- Saved entries
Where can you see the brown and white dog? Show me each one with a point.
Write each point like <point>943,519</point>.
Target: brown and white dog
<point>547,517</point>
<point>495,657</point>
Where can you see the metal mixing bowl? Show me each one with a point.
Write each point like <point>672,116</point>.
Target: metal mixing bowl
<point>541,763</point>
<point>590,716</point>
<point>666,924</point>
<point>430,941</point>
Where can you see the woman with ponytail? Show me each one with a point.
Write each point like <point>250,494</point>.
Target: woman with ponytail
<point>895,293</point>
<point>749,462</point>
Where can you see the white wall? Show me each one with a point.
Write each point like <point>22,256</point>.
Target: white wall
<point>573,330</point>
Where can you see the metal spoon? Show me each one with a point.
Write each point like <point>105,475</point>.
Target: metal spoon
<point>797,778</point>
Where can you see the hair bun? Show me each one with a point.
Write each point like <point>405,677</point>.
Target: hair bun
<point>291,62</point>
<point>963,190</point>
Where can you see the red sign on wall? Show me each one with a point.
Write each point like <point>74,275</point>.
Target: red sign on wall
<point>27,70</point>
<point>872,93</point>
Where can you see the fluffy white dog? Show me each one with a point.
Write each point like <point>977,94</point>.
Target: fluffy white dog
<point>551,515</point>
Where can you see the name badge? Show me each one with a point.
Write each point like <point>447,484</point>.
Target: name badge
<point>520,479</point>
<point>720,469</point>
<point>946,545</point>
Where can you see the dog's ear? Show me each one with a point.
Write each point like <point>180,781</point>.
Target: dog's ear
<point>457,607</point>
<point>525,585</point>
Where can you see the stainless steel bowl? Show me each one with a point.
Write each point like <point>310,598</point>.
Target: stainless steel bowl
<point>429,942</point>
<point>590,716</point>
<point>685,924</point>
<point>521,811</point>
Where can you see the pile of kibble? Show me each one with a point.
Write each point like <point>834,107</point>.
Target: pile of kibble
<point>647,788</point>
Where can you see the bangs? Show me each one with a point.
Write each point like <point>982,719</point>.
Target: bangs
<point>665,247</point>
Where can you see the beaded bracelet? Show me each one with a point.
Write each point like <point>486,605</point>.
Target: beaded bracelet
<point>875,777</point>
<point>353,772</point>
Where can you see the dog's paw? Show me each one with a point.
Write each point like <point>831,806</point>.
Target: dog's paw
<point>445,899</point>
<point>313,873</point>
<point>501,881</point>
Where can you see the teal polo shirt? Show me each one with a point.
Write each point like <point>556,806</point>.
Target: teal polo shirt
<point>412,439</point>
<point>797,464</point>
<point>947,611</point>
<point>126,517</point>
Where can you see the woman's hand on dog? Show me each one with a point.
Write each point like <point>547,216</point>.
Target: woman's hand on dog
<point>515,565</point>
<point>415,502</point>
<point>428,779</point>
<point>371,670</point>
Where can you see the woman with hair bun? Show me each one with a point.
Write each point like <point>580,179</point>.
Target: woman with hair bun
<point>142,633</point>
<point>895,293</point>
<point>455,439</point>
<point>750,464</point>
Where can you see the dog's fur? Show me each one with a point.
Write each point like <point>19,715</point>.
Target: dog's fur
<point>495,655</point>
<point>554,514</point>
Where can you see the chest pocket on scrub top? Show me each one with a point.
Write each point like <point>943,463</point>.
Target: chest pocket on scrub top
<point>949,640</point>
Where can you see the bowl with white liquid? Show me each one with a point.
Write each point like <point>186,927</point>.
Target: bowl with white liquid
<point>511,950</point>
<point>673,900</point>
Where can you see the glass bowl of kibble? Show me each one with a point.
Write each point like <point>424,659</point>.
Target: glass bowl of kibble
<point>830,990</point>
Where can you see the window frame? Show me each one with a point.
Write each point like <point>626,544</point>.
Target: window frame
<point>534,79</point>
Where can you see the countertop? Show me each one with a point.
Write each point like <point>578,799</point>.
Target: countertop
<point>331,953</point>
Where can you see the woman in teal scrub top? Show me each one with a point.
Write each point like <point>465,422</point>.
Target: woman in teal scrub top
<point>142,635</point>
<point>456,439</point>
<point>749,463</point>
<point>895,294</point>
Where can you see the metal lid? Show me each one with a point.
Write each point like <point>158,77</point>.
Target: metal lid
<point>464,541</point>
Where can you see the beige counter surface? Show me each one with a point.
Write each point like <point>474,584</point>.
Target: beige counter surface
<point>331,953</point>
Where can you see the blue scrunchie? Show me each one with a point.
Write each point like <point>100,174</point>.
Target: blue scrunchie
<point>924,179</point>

- DIRECTIONS
Restate word for word the lines above, beginning at the first one and ending at the line that carries "Write each point like <point>22,256</point>.".

- TASK OUTPUT
Where can you see the brown and white dog? Show me each one with a point.
Write each point like <point>943,519</point>.
Target: brown and white dog
<point>547,517</point>
<point>495,657</point>
Where can you see the metal mixing bowl? Show me each one with a point.
Write each point like <point>672,116</point>.
Target: metal mixing bowl
<point>541,763</point>
<point>590,716</point>
<point>666,924</point>
<point>430,941</point>
Where can you see the woman with ponytail? Show me each one with a point.
Write each point like <point>250,494</point>.
Target: woman with ponytail
<point>895,293</point>
<point>749,462</point>
Where can you see the white wall? Show me each one with a point.
Write each point like <point>22,256</point>.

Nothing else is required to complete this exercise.